The following beautiful legend has come down to us, of the loves of Gilbert and Matilda,” says J. A. Giles, in his The Life and Letters of Thomas à Becket, of the saint's parents, “and there seems no reason to doubt the facts which it relates...”. Giles having done largely yeoman's work in his two volume work, one might be tempted to take his word on the matter and his brief source citation: “The first quadrilogus.

But the tale seems so incredible that one goes to the purported source, in volume 4 of Robertson's Materials for the History of Thomas Becket (1879), where one finds “Machildis” as the name of Thomas's mother, a copyist's error for Matilda. This would seem to be the only place in which his mother's name is said to be Matilda.

But nothing else of our tale, beside the name, is found in the Quadrilogus I. Nothing even remotely related to the tale can be found there. Giles has taken nothing from it but the alternative name of Thomas à Becket's mother. Neither is the least hint found in the biography contained in the Lambeth Manuscript, which informs us that Gilbert was not a native Englishman but rather born in Rouen and his wife "a lady of Caen".
* * * * *
__WORK INSTRUCTIONS__
1 - In the passage on Becket's parents, where does the Lambeth Manuscript say Gilbert was born?
2 - Carry on the passage on Becket's parents from its final sentence.

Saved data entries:
* * * * *
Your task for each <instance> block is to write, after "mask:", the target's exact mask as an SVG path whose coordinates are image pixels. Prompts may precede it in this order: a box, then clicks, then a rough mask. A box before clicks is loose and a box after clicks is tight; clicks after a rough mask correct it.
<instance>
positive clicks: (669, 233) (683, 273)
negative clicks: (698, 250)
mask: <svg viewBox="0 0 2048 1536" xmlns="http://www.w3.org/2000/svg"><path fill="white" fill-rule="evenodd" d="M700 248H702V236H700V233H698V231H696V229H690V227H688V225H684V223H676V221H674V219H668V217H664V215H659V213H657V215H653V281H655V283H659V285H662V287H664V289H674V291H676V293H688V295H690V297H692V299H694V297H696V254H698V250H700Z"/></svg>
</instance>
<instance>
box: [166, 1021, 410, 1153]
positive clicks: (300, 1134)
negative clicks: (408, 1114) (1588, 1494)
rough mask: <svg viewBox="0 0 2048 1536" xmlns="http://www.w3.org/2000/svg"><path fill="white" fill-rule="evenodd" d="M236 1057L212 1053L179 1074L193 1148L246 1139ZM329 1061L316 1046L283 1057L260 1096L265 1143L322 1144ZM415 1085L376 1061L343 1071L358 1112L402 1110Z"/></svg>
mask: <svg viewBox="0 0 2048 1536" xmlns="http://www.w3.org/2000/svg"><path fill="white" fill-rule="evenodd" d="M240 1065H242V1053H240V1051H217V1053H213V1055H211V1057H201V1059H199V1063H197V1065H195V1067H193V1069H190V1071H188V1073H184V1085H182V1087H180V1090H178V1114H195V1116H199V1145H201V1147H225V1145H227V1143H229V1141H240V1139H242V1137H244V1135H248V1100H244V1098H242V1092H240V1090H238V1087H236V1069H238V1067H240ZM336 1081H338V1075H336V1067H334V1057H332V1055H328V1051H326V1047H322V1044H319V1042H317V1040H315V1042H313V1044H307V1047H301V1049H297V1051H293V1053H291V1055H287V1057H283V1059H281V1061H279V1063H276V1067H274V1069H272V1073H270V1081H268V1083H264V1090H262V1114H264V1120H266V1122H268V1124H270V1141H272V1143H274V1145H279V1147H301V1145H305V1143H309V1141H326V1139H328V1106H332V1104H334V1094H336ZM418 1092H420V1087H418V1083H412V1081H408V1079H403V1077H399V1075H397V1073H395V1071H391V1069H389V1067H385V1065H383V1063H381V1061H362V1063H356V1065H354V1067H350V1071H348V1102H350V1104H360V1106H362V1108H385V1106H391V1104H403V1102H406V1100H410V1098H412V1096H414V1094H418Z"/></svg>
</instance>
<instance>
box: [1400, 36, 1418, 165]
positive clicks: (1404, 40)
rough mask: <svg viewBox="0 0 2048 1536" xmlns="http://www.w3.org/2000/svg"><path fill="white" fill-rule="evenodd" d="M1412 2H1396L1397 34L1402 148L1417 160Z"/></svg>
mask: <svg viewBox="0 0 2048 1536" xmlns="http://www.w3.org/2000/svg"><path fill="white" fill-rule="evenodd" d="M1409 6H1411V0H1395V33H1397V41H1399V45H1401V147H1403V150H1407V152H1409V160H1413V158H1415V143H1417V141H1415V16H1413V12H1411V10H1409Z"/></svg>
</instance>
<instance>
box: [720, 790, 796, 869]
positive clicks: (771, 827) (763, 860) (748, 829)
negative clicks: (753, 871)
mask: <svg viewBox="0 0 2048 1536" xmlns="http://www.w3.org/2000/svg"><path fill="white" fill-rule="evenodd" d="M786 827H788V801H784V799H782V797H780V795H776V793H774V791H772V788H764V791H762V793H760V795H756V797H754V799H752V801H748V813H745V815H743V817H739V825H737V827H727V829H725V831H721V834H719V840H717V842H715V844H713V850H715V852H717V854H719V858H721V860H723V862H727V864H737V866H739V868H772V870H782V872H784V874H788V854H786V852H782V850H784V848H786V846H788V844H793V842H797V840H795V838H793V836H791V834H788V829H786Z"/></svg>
* * * * *
__OUTPUTS FOR THE TASKS__
1 - In Rouen.

2 -
When Gilbert was a young man, he took upon him our Lord's cross by way of penance, and set out for the Holy Land, accompanied by a single serving man, whose name was Richard. As these two were on their way with others to offer up their prayers at the holy places, they were surprised by an ambuscade, made prisoners, and given in chains to be the slaves of a certain Amurath, and chief of the Pagans. Here they remained some time, earning a scanty subsistence by the daily labour of their hands. A year and half passed away in this Sclavonian bondage, and Gilbert began to attract more notice and respect than the others, particularly in the eyes of Amurath, with whom he got into such favour, that he often, though still in chains, waited on him at table, and conversed with him and his guests on the customs and manners of different countries. For his sake, also, much favour was extended to his fellow captives, principally by the mediation of Amurath's only daughter, a beautiful and courtly damsel, who, as will be shown presently, was smitten with love for the captive Gilbert.1


This, of course, is so much in the style of a medieval prose romance that it is clear in a moment that it is not legitimate biography. Nothing more is known of the actual Gilbert Becket except for his name. Thomas did say that he was not among the lowest.2

Farther along we will learn that Gilbert escapes and returns to England. Matilda undertakes the dangerous journey to join him there.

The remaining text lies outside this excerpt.